Monday, October 3, 2011

Aloha from Hawaii - Home of the 2011 Ironman World Championship


TriGeeks Hawaiian Send-off for Mike

Nannette and I arrived here on Saturday night for the Ironman World Championship and are sharing the same house we had last year with Bishop Leatherbury and his son Rob.  It is great to be back.  The most exciting thing about being in Kona this week is being with the people this sport attracts. In addition to being healthy and in incredible shape, everyone here is trying to live their lives to the fullest.  This is one group of highly motivated and driven individuals who are disciplined, attack their dreams, and are enjoying life.  They are all “I can” people.  The “I can’t” people were not invited.
   .
With one week to go, I am on a taper.  Wednesday was my last serious training day as I met the TriGeeks in Cartersville for a 40 mile bike and a 1 mile swim.  The two highlights were first, how excited Betsy Babbit Perkel (age 29) was in beating a 59 year old man up the last hill.  We were both thrilled.  Second, we had a great picnic lunch after our Wednesday “Brick” and my mentor, Fox Ferrel, the Mayor of the TriGeeks had arranged for everyone to surprise me and dress up Hawaiian style to provide me with some last minute support and encouragement.  What a great group of people and what a great journey it has been.

Our flight to Kona was packed with people flying over for the Ironman and they could be categorized in three different groups:  Athletes, Friends and Family representing the athletes personal fan club, and Volunteers.  This last group is the most interesting.  These were veteran volunteers that come to Kona for a week every year with no connection to any specific athlete.  They just want to be a part of the energy and play a critical role in the personal success of so many competitors.  The positive attitude in Kona this week is contagious and I guess they just want to be infected and contribute to this extraordinary environment.   
I will be updating this blog daily so please check back daily. 

Please visit my fundraising site and read about the great things the Getting2Tri Foundation is doing to help disabled individuals get back to life.

_Required action A_
From the Kona blog post, extract the part that opens with the words containing "Monday, October 3, 2011" and closes with "were not invited.".
_Required action B_
According to the Kona blog post, who is the Mayor of the TriGeeks?
_Required action C_
Proceed with the Kona blog post from the point where it stops.
The entries after the Kona blog post aren't needed.

_Available data_

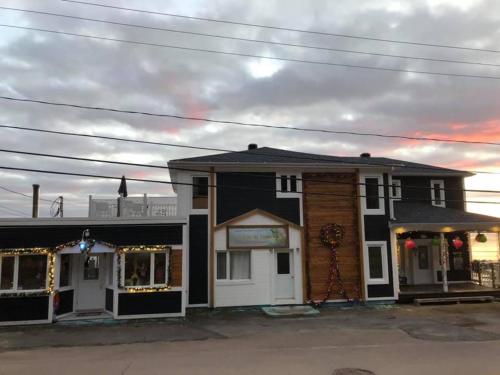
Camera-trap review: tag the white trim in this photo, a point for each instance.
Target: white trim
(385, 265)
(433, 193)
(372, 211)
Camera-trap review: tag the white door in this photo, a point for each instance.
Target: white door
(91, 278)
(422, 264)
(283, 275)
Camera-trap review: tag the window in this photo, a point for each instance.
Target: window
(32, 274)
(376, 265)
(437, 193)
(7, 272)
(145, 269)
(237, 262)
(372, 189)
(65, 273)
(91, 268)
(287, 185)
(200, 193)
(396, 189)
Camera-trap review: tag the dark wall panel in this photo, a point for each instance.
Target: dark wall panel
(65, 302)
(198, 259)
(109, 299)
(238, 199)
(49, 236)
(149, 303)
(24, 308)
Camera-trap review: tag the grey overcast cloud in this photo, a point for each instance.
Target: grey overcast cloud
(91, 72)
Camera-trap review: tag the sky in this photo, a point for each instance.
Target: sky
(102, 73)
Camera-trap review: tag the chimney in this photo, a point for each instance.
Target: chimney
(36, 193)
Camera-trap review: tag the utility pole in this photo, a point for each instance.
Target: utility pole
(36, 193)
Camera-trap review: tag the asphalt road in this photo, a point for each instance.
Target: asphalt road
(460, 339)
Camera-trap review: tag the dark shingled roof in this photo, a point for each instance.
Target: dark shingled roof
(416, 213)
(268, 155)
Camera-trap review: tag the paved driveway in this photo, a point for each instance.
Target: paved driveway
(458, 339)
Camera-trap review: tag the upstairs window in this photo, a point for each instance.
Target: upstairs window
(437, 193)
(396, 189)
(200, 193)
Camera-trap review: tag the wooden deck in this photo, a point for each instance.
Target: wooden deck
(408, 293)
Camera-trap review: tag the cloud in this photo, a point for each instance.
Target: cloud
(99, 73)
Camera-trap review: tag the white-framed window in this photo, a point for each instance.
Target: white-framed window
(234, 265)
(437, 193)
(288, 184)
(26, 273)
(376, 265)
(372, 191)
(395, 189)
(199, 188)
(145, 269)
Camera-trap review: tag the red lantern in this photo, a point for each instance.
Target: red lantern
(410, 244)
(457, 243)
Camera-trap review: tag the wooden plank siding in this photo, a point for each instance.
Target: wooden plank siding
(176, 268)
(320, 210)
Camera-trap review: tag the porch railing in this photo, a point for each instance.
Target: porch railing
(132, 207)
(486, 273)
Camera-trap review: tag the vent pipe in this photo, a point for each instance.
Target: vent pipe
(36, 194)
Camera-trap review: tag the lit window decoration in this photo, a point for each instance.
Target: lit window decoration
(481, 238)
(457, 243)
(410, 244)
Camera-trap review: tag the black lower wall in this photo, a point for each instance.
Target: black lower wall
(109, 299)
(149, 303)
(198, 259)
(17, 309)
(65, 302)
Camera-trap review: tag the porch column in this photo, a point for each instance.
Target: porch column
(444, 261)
==
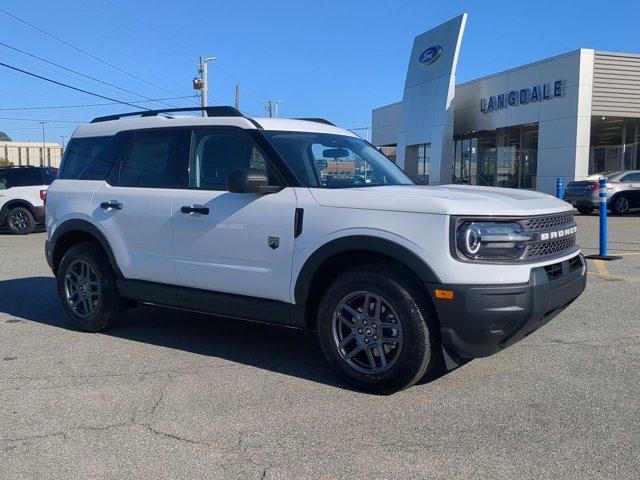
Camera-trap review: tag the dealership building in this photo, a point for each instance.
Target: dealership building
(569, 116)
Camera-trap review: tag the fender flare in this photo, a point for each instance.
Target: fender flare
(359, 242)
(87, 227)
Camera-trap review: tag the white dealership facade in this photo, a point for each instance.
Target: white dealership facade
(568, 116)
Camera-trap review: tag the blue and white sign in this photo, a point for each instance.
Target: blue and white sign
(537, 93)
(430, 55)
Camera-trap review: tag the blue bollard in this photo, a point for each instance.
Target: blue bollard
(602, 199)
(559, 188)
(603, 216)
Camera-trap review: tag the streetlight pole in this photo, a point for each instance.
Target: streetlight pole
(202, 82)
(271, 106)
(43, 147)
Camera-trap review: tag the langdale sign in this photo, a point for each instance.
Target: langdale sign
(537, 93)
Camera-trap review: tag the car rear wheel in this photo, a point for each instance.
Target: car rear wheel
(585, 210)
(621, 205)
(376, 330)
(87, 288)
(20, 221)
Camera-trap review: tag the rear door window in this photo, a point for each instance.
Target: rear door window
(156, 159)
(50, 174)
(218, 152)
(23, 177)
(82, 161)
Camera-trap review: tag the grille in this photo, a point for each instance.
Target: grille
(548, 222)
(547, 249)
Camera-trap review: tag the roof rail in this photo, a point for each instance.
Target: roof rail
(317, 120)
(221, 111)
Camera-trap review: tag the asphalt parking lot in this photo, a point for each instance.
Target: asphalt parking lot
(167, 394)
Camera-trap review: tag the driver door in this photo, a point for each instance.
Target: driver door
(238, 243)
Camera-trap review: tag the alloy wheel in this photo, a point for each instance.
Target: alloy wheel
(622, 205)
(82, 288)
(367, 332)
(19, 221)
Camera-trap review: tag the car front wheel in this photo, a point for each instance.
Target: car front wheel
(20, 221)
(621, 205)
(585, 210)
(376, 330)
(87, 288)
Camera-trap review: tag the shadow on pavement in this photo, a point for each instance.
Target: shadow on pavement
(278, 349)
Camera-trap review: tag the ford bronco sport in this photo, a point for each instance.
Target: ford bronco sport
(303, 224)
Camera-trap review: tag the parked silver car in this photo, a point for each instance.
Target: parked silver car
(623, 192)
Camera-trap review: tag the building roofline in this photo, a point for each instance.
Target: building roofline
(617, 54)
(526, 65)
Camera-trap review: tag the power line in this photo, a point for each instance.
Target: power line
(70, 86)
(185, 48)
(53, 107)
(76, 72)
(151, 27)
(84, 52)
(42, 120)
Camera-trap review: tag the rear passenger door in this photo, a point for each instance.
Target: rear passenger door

_Reply A_
Monday, October 3, 2011

Aloha from Hawaii - Home of the 2011 Ironman World Championship


TriGeeks Hawaiian Send-off for Mike

Nannette and I arrived here on Saturday night for the Ironman World Championship and are sharing the same house we had last year with Bishop Leatherbury and his son Rob.  It is great to be back.  The most exciting thing about being in Kona this week is being with the people this sport attracts. In addition to being healthy and in incredible shape, everyone here is trying to live their lives to the fullest.  This is one group of highly motivated and driven individuals who are disciplined, attack their dreams, and are enjoying life.  They are all “I can” people.  The “I can’t” people were not invited.

_Reply B_
Fox Ferrel

_Reply C_
Mahalo
Mike Wien

Sunday, September 18, 2011

What Happens in Las Vegas, Stays in Las Vegas – My Ironman 70.3 World Championship Race Report


This past week-end, Nannette and I flew out to Las Vegas to compete in the Ironman 70.3 World Championship.  We came in a day early to have dinner with Mike Leven, a friend and long time mentor who left Atlanta a couple years ago to become President and Chief Operating Officer of the Las Vegas Sands Corporation, operators of the Palazzo and Venetian Hotels. It was great reconnecting and hearing a little about the very different world of casino marketing.  It was also fun splurging and staying at such a beautiful hotel on the Strip. 
On Thursday, Nannette and I met my cousin, Larry Anspach who lives in Las Vegas and went for a bike ride through Red Rocks Canyon.   That night, we saw “O,” Cirque du Soleil’s show on water at the Bellagio.  It was an inspiring artistic performance of athletes - perfect pre-race entertainment.   Friday was registration day and the pre-race banquet…pasta loading two days out.  We had dinner with Scott (training buddy) and Joann Boylan and Fox (Ironman mentor) and Kelly Ferrel.
Mike, Scott and Fox Carbo-loading 
I went out for an early morning run on Friday and met John and Susanna in the lobby.  They were in Las Vegas for the Ironman 70.3 from Barcelona and were trying to figure out how they were going to get to the race site which they had just discovered was 30 miles away.  We had a big rental car and “adopted” them for the week-end. 
Saturday was a quiet day.  Scott and I went out for a 12 mile bike ride and swam 30 minute on the swim course.  We met the Fox for a big breakfast at Denny's.   In the afternoon, we checked-in our bike and equipment and had a quiet pasta dinner with the Boylans and Donna and Larry Anspach at Lake Las Vegas.  Later, I was told that Donna asked Larry, “Could you believe how much Mike Wien ate?”  The truth is that while I did eat two full plates, I actually held back as I did not want to stuff myself the night before the race!   I guess we are a really strange group to an outside observer.
Lake Las Vegas swim
The Ironman 70.3 World Championship was on Sunday.  We got to the start at 5:30 AM to check all the equipment.  As we waited for our swim wave, I had time to reflect and realized that the 31 competitors in my age group from all over the world all had one thing in common.  We had all won the age group in an Ironman 70.3 race earlier in the year as there was only one slot in each qualifying race.
The swim was a non-wet suit wave start.  The pros started first, followed by women 45 and over.  Men 50 and over were in wave three.  Other than being a little crowded for the first 10 minutes, the swim was uneventful.  I came out of the swim in 8th place.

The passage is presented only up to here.